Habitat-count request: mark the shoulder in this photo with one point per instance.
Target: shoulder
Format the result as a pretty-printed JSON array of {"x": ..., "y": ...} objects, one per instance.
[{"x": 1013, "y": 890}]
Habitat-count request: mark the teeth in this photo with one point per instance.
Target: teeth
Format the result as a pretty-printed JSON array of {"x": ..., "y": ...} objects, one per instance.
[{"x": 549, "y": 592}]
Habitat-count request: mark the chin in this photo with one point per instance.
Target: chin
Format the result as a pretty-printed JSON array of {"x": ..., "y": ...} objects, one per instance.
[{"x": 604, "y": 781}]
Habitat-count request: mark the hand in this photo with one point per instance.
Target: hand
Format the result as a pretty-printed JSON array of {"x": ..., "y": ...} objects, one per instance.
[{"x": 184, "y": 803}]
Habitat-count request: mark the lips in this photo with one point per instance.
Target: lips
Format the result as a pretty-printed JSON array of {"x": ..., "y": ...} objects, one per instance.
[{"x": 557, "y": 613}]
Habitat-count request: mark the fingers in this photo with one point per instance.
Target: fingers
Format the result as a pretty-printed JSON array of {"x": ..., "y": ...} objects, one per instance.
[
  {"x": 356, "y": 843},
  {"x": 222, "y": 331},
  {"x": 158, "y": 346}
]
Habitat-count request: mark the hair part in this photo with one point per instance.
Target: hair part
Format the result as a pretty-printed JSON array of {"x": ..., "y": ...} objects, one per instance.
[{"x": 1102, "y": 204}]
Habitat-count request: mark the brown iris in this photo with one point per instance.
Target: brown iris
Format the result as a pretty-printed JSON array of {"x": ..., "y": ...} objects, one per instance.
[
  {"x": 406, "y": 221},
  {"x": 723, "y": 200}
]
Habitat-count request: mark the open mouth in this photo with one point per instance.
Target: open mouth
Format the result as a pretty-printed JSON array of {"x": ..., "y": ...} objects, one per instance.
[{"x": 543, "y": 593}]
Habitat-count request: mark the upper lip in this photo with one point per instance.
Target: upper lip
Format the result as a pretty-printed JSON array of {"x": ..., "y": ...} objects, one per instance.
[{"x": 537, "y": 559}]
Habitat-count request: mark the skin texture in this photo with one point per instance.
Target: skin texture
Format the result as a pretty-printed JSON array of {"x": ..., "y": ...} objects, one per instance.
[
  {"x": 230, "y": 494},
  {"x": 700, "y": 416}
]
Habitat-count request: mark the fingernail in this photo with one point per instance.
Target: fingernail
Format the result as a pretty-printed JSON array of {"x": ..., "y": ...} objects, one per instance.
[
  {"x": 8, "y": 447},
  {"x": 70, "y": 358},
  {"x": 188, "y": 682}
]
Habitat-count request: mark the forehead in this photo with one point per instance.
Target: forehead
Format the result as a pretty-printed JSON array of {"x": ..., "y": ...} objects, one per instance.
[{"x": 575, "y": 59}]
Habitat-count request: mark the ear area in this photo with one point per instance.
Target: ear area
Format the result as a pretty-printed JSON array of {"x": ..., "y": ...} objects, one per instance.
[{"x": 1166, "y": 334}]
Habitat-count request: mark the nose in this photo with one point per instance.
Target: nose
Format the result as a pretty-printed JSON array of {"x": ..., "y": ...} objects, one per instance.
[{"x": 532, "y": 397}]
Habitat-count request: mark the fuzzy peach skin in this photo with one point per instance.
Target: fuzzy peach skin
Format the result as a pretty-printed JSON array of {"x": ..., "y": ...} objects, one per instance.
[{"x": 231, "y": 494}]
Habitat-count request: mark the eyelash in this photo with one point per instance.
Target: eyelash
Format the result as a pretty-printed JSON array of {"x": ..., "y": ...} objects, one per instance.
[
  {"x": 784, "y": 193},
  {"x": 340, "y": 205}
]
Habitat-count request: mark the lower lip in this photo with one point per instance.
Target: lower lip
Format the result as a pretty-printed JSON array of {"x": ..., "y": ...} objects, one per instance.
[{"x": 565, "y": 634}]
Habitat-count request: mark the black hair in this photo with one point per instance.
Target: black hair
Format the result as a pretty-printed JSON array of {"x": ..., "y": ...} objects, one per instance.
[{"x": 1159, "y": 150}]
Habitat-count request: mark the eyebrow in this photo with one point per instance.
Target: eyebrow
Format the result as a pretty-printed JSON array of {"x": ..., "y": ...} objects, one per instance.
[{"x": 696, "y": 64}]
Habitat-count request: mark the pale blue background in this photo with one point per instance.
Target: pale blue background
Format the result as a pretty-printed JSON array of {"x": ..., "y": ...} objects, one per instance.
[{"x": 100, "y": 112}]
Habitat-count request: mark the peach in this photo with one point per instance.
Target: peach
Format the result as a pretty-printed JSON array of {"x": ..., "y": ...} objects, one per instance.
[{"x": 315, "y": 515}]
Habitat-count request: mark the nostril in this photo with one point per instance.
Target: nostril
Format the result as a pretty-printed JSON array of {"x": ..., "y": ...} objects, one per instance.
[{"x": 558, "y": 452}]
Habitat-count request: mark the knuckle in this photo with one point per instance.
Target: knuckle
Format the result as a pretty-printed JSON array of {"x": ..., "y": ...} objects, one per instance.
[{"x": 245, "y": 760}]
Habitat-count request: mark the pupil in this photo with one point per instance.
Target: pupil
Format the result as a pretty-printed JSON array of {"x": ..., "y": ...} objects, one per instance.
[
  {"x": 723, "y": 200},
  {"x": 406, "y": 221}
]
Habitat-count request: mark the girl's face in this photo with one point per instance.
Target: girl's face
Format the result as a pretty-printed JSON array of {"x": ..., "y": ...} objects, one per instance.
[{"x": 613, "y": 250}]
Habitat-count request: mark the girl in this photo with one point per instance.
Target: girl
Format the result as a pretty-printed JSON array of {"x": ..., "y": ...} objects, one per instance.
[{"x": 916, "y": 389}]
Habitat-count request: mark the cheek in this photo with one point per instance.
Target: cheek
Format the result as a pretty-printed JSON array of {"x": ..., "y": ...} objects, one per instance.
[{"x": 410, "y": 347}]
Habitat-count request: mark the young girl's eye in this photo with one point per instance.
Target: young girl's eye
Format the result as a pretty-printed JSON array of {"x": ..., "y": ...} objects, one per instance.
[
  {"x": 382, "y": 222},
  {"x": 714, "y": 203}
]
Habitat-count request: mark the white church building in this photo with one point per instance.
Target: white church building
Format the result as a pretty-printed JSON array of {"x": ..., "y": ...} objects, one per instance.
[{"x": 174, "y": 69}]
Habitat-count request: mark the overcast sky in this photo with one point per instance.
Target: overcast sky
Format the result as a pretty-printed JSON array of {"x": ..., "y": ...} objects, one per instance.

==========

§ **TASK OBJECTIVE**: Could you swap every "Habitat-count request" in the items above for "Point-labeling job" and give back all the lines with nothing else changed?

§ **WRITTEN ANSWER**:
Point-labeling job: mark the shoulder in this photo with one point per instance.
Target: shoulder
Format the result as a pretty-printed JSON array of {"x": ..., "y": ...} objects, one per instance.
[{"x": 1013, "y": 890}]
Point-labeling job: mark the teeth in this photo with one point per instance.
Target: teeth
Format the result as a pretty-printed JSON array of {"x": ..., "y": ...} objects, one per instance.
[{"x": 549, "y": 592}]
Point-labeling job: mark the chin in this photo with one point per instance.
Target: chin
Format the result as a pretty-printed JSON array of {"x": ..., "y": ...} objects, one per instance.
[{"x": 604, "y": 781}]
Point-labeling job: mark the hand in this photo with one point per instance.
Target: hand
Format the result as a pretty-printed JSON array of {"x": ..., "y": ...} objects, one per instance.
[{"x": 184, "y": 803}]
Point-labeling job: mark the lips in this photo with one point per instance.
Target: lips
Format the result as a pretty-printed JSON array of {"x": ..., "y": ...} objects, one per instance.
[{"x": 557, "y": 613}]
Point-labeling job: mark the fingers in this photo with one point per instance.
Target: fingers
Format the result as a pretty-printed JSON array of {"x": ..., "y": ...} objects, one per instance.
[
  {"x": 356, "y": 843},
  {"x": 222, "y": 331},
  {"x": 158, "y": 346}
]
Point-labeling job: mark the hair part in this photo with one point per instance.
Target: hair part
Format the result as a pretty-printed JSON array of {"x": ..., "y": ...} objects, one per instance.
[{"x": 1102, "y": 204}]
Point-labeling job: mark the brown iris in this photo with one point per instance.
Target: brown iris
Format the result as a pretty-printed JSON array of {"x": ..., "y": ...} objects, one per instance.
[
  {"x": 406, "y": 221},
  {"x": 723, "y": 200}
]
Point-labeling job: mark the open mouth in this photo with one point per instance.
Target: open mouth
Format the result as a pretty-printed JSON array of {"x": ..., "y": ...} objects, one per instance.
[{"x": 543, "y": 593}]
Point-labeling job: mark the upper lip in this photo with one point per instance.
Target: upper lip
Format the result as a pretty-printed JSON array of {"x": ..., "y": ...} objects, one per instance.
[{"x": 537, "y": 559}]
Point-labeling job: mark the skin texture in this photo with one point per instance.
Target: skin texture
Format the result as a pretty-printed JSON array of {"x": ..., "y": ...} objects, one per instance.
[
  {"x": 230, "y": 494},
  {"x": 700, "y": 416}
]
Point-labeling job: mark the fingernail in this photo with one point per instance.
Target: fingernail
Format the result as a pretty-printed JSON array of {"x": ..., "y": ...} objects, one per instance.
[
  {"x": 8, "y": 447},
  {"x": 70, "y": 358},
  {"x": 188, "y": 682}
]
Point-labeling job: mark the forehead in this photo with one point per instance.
Target: forehead
Format the result as a pretty-printed JSON array of {"x": ..., "y": ...} objects, one per instance.
[{"x": 575, "y": 59}]
Point-labeling job: mark the ear area in this photo with one point per instance.
Target: ear area
Format the result as a pretty-printed JSON array of {"x": ..., "y": ...} objects, one per instance.
[{"x": 1166, "y": 334}]
Point-labeling job: mark the nose in this photo with one point per instance.
Target: nose
Format the result as a pretty-printed JSON array of {"x": ..., "y": ...} objects, one per instance.
[{"x": 532, "y": 397}]
Point-labeling job: mark the fuzzy peach skin in this photo with one point per instance.
Target: fuzzy peach skin
Format the result as a pretty-printed JSON array of {"x": ..., "y": ...} objects, one per instance.
[{"x": 231, "y": 494}]
Point-labeling job: mark the eyelash in this photo with one point per instance.
Target: eyelash
Format the result as a pretty-printed JSON array of {"x": ..., "y": ...} objects, one per instance.
[
  {"x": 784, "y": 193},
  {"x": 340, "y": 205}
]
Point-labeling job: mark the lower lip in this photo with one point per instance.
Target: lower lip
Format the result as a pretty-printed JSON array of {"x": ..., "y": ...} objects, one per instance.
[{"x": 565, "y": 634}]
Point-labeling job: mark the black hair in this photo with one point per instance.
Target: black hair
Format the result as a pretty-printed JSON array of {"x": ..., "y": ...} objects, one per instance.
[{"x": 1159, "y": 150}]
Point-labeling job: mark the eyebrow in this photo with one point per instance.
Target: eyebrow
Format the result as a pretty-printed JSON array of {"x": ..., "y": ...} objects, one per instance.
[{"x": 696, "y": 64}]
Point-labeling job: mark the pale blue background in this photo with one point per instance.
Target: pale blue background
Format the result as a pretty-printed JSON array of {"x": ..., "y": ...} objects, one per instance.
[{"x": 100, "y": 112}]
Point-labeling job: mark the peach in this photo with one point per instance.
Target: peach
Format the result as a pretty-printed JSON array of {"x": ..., "y": ...} objects, one per instance.
[{"x": 315, "y": 515}]
Point-labeling job: mark the nostril in this photo with one point per instance.
Target: nostril
Format the result as a pretty-printed JSON array of {"x": ..., "y": ...} objects, one per instance.
[{"x": 558, "y": 452}]
Point-labeling job: mark the knuckle in this photo with one point per instance.
Target: knuckle
Format the result as a pretty-printed JSON array of {"x": ..., "y": ...} objects, one per instance.
[{"x": 245, "y": 760}]
Point-labeling job: mark the pupil in this photo with one point per instance.
Target: pupil
Format the result as a pretty-printed JSON array of {"x": ..., "y": ...} objects, one per instance.
[
  {"x": 723, "y": 200},
  {"x": 406, "y": 221}
]
Point-labeling job: mark the girl's face in this photo with one point per instance.
Target: girl's face
Format the result as a pretty-printed JSON array of {"x": ..., "y": ...} objects, one per instance.
[{"x": 613, "y": 250}]
Point-labeling job: mark the girl in this photo with one point per instance.
Target: girl
Format the result as a pretty-printed JSON array of {"x": ..., "y": ...} objects, one per instance.
[{"x": 916, "y": 389}]
Point-labeling job: mark the cheek in this photo with one point per instance.
Target: cheek
Format the result as a pretty-printed JSON array of {"x": ..., "y": ...} objects, one per instance.
[{"x": 410, "y": 347}]
Point-labeling job: mark the young girl's eye in this photo with one point per instance.
Target: young girl's eye
Format the result as a pretty-printed JSON array of {"x": ..., "y": ...} objects, one per instance.
[
  {"x": 382, "y": 222},
  {"x": 714, "y": 203}
]
Point-labeling job: mark the white church building in this photo with one point per instance.
Target: white church building
Format the result as a pretty-printed JSON array of {"x": ..., "y": ...} objects, one per instance.
[{"x": 174, "y": 69}]
Point-labeling job: mark the overcast sky in this photo with one point per instance.
Target: overcast sky
Format the result as a pretty-printed JSON array of {"x": ..., "y": ...} objects, one per instance.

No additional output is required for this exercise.